▶ _Provided records_:

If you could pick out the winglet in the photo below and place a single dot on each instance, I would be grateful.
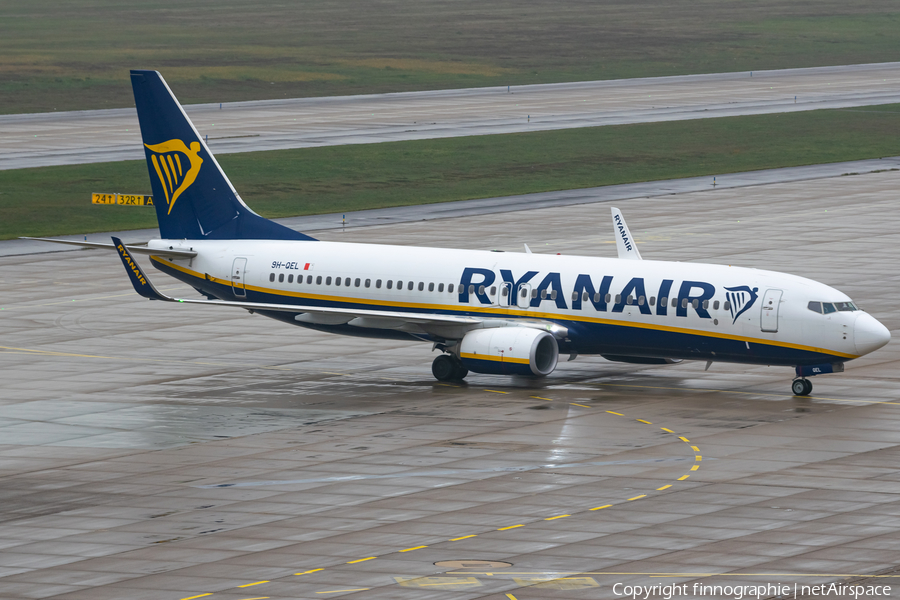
(624, 241)
(140, 281)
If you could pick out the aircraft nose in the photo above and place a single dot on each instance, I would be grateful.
(869, 334)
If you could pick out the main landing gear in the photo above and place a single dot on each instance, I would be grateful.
(801, 387)
(447, 367)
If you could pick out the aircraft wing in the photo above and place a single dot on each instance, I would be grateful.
(145, 288)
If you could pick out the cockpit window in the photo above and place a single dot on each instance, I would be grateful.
(830, 307)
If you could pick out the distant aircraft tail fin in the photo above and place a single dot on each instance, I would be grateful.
(193, 197)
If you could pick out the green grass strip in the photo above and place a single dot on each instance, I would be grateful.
(56, 200)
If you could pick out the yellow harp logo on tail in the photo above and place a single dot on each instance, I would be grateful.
(176, 166)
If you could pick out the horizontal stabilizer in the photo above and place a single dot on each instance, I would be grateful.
(134, 249)
(140, 281)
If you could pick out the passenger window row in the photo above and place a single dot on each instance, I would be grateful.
(411, 285)
(358, 282)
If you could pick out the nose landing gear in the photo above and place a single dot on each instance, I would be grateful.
(801, 387)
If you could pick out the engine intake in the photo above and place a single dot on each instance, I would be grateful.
(509, 351)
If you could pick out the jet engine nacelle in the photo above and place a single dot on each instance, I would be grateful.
(509, 351)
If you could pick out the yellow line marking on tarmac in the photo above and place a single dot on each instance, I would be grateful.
(683, 389)
(661, 574)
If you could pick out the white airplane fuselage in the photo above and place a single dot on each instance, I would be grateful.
(615, 307)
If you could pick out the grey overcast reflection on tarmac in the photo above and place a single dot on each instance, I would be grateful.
(132, 432)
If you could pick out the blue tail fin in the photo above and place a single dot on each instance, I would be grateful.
(193, 197)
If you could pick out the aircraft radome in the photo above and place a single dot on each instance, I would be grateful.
(488, 312)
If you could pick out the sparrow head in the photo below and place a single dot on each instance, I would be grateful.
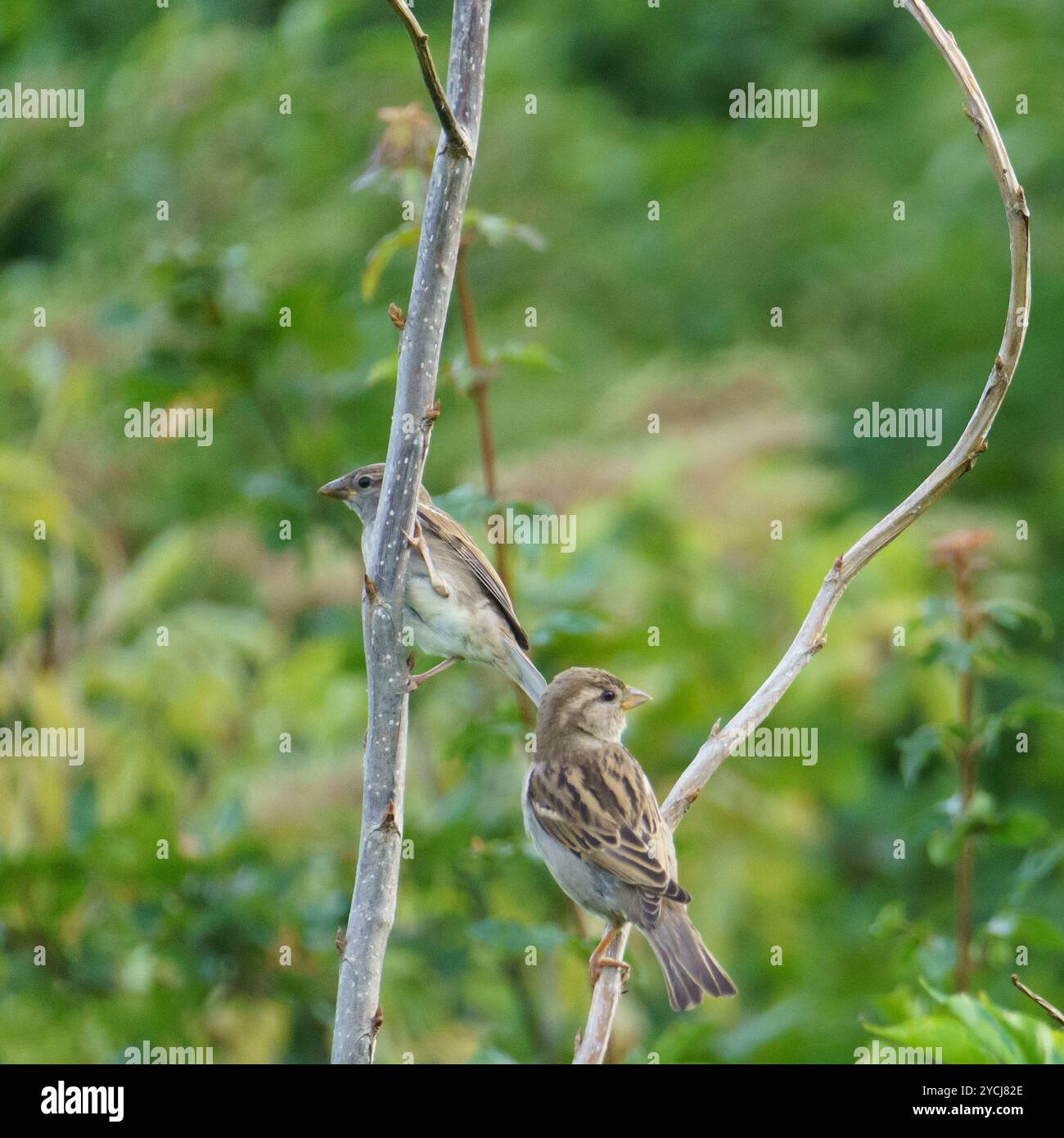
(588, 700)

▶ _What to do_:
Rewrite the part that opens with the row containing "If you could pick out the sparrow" and closes at the end of the rows, keeping each row's wording and shifting every point coordinate in the answers by -26. Leave the pictures out.

▶ _Exercise result_:
If you could pick out the sparrow head in the photo below and place a single dot on each instance, I would be grateful.
(562, 674)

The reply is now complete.